**EXTRAIT SOURCE:**
--------
Le spécialiste de la Françafrique, qui, avec son collègue Stephen Smith, a décrypté dans de nombreux ouvrages la politique africaine de la France, illustre cette thèse percutante à travers un premier chapitre consacré à Jacques Foccart et neuf autres à chacun de l’un des pays du « pré carré » français : Côte d’Ivoire, Congo, Niger, Tchad, Cameroun, Burkina Faso, Sénégal, Guinée, Gabon. Le procédé n’est pas sans défaut. Il a, certes, le mérite de la lisibilité. Dix chapitres, dix pays, c’est autant d’anecdotes égrainées, qui étaient jusqu’alors réservées aux lecteurs des pages confidentielles de La lettre du continent, dont A. Glaser fut le rédacteur en chef pendant trois décennies. On apprend notamment comment le Niger négocie à la hausse le prix de l’uranium qu’il livre à la France, comment Idriss Déby a su se rendre indispensable au règlement de la crise malienne ou à quel point Ali Bongo mène envers Paris une politique différente de celle de son père. En revanche, cette présentation fait l’impasse sur des pays aussi importants que le Mali, la République centrafricaine, les Comores ou Madagascar, sur lesquels il y aurait eu beaucoup à dire. En outre, en racontant une succession de relations bilatérales, avec leurs aléas et leurs nuances, A. Glaser fragilise sa thèse. Ainsi de la relation contrariée entre la France et Abdoulaye Wade : en voulant faire adouber son fils par la France, le président sénégalais a reproduit sans succès des comportements d’un autre âge où la légitimité d’un chef d’État africain était censée dériver du soutien que l’Élysée lui accordait.
A. Glaser a raison de souligner l’évolution de la relation franco-africaine. La donne a changé avec la mondialisation, l’irruption de nouveaux acteurs sur le continent africain – la Chine mais aussi le Brésil, la Turquie, les monarchies du Golfe, etc. –, la croissance et la paix restaurée sur le continent. Mais elle ne saurait se résumer au renversement d’un rapport de domination. Pas plus qu’hier la France ne tirait les ficelles en Afrique – A. Glaser rappelle lui-même dans son introduction que les premiers chefs d’État africains n’étaient ni des « pantins » ni des « béni-oui-oui » (p. 12) –, elle n’est pas devenue aujourd’hui l’obligée de l’Afrique. L’évolution est d’une nature différente : la relation, hier si forte, s’est distendue. L’Afrique s’est ouverte à de nouveaux partenaires. La France s’en est désintéressée. Ne fantasmons pas un rapport de domination qui n’a jamais existé, ni dans un sens ni dans un autre. Mais faisons le constat amer d’un divorce par consentement mutuel.
--------
**DONNÉES FOURNIES:**
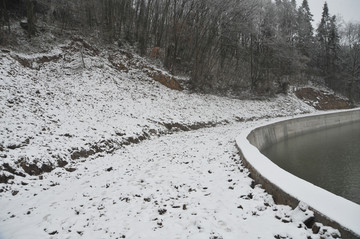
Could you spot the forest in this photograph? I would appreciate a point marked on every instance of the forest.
(224, 46)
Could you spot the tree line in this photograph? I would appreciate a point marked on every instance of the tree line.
(256, 46)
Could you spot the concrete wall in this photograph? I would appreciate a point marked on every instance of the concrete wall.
(286, 188)
(271, 134)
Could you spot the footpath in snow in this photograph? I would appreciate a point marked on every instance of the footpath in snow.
(185, 185)
(85, 125)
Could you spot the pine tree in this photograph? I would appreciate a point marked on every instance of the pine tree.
(305, 29)
(323, 40)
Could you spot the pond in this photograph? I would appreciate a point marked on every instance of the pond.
(327, 158)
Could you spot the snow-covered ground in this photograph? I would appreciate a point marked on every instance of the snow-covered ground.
(173, 184)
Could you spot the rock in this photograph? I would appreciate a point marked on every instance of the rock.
(162, 211)
(316, 228)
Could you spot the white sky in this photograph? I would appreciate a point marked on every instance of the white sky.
(348, 9)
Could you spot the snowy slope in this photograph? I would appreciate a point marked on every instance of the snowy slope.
(85, 122)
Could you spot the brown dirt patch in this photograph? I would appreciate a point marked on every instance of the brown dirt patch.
(322, 100)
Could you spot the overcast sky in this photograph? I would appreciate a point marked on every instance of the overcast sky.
(348, 9)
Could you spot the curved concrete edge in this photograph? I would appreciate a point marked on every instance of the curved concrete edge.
(288, 189)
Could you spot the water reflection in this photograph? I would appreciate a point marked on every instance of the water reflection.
(328, 158)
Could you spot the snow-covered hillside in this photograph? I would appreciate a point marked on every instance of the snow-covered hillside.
(92, 150)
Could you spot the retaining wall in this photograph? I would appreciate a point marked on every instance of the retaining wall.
(288, 189)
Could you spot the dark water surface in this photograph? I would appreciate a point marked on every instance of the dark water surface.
(328, 158)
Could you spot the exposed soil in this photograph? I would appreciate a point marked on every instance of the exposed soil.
(322, 100)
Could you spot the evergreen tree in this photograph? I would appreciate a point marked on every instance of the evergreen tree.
(323, 40)
(305, 29)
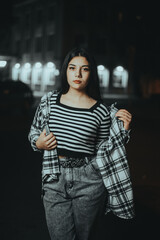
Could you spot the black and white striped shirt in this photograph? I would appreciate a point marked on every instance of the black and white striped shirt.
(78, 130)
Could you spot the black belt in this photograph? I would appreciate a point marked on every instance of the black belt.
(79, 162)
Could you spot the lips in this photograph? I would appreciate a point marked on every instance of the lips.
(77, 81)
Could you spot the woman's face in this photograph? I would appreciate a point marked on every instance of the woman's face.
(78, 73)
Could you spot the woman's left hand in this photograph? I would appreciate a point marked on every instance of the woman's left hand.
(125, 116)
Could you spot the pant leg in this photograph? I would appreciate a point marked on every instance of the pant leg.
(89, 200)
(58, 210)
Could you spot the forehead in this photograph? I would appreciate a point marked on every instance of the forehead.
(79, 61)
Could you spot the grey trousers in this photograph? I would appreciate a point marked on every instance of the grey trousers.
(73, 202)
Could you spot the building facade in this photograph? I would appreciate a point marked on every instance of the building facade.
(44, 31)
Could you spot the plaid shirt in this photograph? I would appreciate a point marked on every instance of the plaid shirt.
(111, 159)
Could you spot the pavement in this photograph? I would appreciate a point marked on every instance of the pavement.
(21, 210)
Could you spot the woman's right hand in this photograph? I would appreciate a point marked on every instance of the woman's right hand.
(46, 142)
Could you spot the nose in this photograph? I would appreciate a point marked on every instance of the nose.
(78, 73)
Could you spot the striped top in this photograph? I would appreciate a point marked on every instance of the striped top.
(78, 131)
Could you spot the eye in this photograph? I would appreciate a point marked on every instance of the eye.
(71, 67)
(86, 69)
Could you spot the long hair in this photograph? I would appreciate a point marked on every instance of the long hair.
(92, 89)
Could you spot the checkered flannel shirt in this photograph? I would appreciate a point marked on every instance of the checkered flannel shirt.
(111, 159)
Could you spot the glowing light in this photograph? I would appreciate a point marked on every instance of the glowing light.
(3, 63)
(119, 69)
(17, 65)
(27, 65)
(38, 65)
(120, 77)
(103, 74)
(56, 72)
(50, 65)
(101, 68)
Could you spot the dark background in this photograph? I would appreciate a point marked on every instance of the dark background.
(21, 209)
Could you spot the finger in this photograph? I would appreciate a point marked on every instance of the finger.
(125, 114)
(51, 139)
(48, 137)
(52, 144)
(124, 111)
(125, 120)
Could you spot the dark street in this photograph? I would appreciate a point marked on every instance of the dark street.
(22, 214)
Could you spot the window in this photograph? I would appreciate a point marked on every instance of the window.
(38, 44)
(39, 16)
(51, 42)
(51, 13)
(27, 45)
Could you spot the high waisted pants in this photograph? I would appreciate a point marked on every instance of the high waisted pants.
(73, 202)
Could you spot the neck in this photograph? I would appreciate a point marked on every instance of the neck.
(75, 93)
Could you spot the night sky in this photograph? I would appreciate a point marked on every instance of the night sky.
(141, 21)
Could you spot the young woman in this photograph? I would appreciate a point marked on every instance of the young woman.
(69, 127)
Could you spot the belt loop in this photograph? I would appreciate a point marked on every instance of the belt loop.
(87, 160)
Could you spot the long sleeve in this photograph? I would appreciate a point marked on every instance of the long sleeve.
(35, 129)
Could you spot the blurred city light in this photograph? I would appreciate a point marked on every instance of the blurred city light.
(17, 65)
(16, 72)
(25, 74)
(120, 77)
(103, 74)
(3, 63)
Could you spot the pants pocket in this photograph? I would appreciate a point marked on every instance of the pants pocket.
(93, 169)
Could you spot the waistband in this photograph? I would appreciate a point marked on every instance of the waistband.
(71, 162)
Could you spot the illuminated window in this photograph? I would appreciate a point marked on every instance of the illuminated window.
(120, 77)
(49, 75)
(103, 74)
(3, 64)
(51, 13)
(36, 74)
(38, 44)
(25, 74)
(51, 42)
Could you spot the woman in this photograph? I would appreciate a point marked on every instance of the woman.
(69, 127)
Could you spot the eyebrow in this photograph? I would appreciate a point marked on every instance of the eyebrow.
(81, 66)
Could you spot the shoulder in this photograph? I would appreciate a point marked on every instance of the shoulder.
(48, 95)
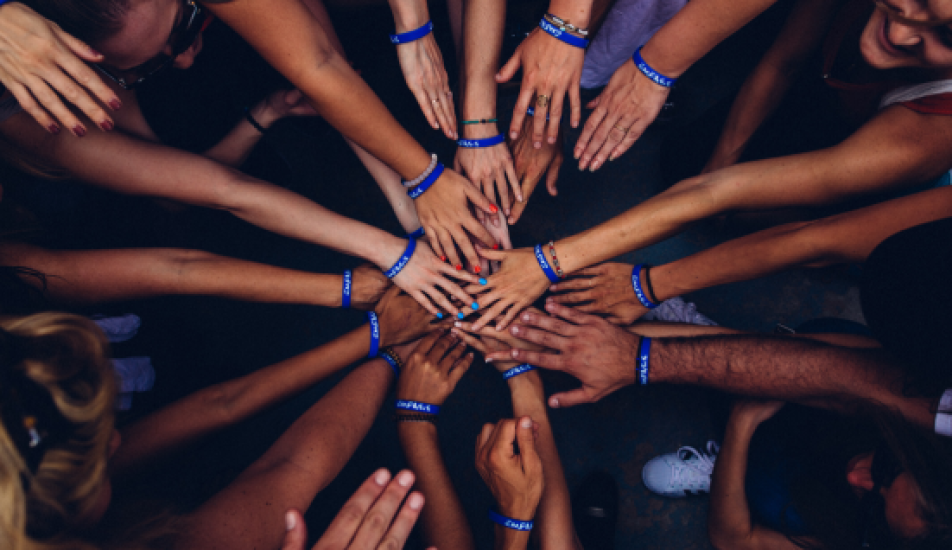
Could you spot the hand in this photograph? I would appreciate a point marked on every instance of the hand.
(531, 163)
(446, 218)
(601, 355)
(423, 70)
(517, 284)
(607, 289)
(425, 275)
(434, 368)
(372, 518)
(489, 168)
(515, 479)
(754, 410)
(623, 110)
(551, 68)
(39, 63)
(402, 319)
(367, 287)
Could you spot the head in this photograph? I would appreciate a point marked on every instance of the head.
(57, 392)
(910, 34)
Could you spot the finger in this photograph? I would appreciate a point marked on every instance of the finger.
(378, 519)
(348, 520)
(400, 530)
(296, 536)
(570, 398)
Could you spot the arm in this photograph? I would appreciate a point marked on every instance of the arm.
(97, 276)
(728, 522)
(763, 90)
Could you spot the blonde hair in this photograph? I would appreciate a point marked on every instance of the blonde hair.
(67, 356)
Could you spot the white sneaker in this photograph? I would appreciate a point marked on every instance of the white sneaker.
(677, 474)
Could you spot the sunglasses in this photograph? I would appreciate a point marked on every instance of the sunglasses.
(182, 37)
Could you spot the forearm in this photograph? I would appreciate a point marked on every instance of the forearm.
(228, 403)
(554, 515)
(444, 522)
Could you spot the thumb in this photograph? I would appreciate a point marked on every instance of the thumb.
(569, 399)
(296, 536)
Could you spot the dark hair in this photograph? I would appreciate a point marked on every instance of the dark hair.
(89, 20)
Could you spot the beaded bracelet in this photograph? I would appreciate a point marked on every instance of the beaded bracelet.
(429, 169)
(429, 181)
(374, 334)
(516, 371)
(410, 36)
(544, 264)
(403, 261)
(417, 406)
(652, 74)
(509, 523)
(636, 285)
(564, 36)
(345, 293)
(480, 143)
(644, 358)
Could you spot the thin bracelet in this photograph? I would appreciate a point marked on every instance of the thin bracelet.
(415, 34)
(417, 406)
(429, 169)
(555, 260)
(636, 285)
(480, 143)
(248, 116)
(345, 291)
(644, 358)
(540, 257)
(374, 334)
(516, 371)
(564, 36)
(652, 74)
(509, 523)
(429, 181)
(480, 121)
(396, 268)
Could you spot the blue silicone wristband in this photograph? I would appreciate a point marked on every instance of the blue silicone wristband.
(345, 292)
(639, 292)
(480, 143)
(415, 34)
(417, 406)
(374, 334)
(510, 523)
(544, 264)
(644, 358)
(425, 184)
(564, 36)
(646, 70)
(403, 261)
(516, 371)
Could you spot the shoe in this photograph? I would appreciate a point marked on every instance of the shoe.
(677, 474)
(595, 511)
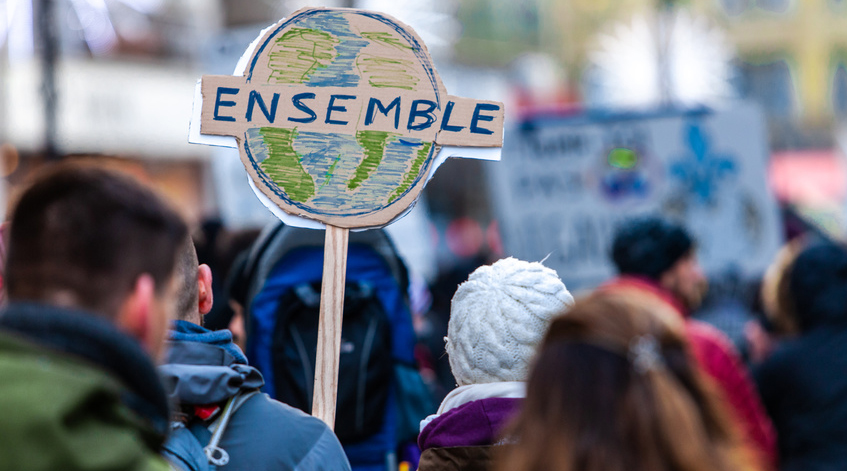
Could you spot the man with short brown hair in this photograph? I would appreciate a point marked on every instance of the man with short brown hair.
(91, 290)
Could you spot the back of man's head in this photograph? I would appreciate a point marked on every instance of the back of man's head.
(649, 246)
(82, 236)
(186, 273)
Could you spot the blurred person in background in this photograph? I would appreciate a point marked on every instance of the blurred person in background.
(656, 258)
(498, 317)
(802, 383)
(778, 321)
(89, 277)
(614, 388)
(204, 369)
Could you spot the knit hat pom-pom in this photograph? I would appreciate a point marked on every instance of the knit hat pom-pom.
(498, 317)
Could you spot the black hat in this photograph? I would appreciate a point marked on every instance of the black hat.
(818, 285)
(649, 246)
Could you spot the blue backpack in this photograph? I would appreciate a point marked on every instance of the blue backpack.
(381, 396)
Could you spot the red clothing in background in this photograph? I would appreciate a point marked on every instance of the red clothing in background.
(719, 360)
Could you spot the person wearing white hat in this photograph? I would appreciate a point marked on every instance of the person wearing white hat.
(497, 319)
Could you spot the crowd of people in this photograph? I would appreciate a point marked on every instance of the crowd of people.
(107, 365)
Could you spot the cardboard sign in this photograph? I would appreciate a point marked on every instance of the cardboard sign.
(565, 185)
(339, 115)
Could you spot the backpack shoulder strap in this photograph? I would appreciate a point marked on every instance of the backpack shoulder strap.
(216, 455)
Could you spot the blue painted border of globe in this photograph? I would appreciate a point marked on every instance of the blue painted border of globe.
(424, 61)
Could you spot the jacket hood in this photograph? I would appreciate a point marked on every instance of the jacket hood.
(205, 367)
(477, 423)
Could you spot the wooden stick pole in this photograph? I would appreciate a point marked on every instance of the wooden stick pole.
(329, 327)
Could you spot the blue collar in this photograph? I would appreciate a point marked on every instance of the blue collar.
(184, 331)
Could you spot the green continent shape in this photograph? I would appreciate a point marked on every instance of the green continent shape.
(298, 53)
(373, 144)
(410, 176)
(283, 164)
(383, 72)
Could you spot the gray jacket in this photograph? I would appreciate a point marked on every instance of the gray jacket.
(204, 367)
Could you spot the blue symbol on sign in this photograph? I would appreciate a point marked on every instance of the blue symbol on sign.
(701, 171)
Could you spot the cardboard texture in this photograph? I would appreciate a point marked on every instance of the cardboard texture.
(339, 116)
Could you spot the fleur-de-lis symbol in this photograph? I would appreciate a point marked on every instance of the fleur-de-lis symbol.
(701, 171)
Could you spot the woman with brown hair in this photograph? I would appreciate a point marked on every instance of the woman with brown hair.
(614, 389)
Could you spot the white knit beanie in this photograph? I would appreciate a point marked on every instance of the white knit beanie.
(498, 317)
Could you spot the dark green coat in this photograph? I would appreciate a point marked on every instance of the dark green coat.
(62, 411)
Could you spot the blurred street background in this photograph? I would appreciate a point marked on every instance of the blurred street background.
(729, 115)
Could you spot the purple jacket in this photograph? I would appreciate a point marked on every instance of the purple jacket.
(461, 438)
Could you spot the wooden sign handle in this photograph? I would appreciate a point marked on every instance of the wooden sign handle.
(329, 324)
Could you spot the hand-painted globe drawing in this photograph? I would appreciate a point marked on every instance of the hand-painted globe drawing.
(330, 176)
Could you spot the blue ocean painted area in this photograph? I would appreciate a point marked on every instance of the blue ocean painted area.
(342, 71)
(377, 188)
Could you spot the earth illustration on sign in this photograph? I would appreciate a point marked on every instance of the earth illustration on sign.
(338, 116)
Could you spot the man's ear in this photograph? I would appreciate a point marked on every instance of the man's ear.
(205, 300)
(134, 314)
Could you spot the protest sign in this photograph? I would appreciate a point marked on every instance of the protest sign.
(339, 115)
(566, 184)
--------
Selon l'extrait source, pendant combien de temps A. Glaser a-t-il été rédacteur en chef de La lettre du continent ?

Pendant trois décennies.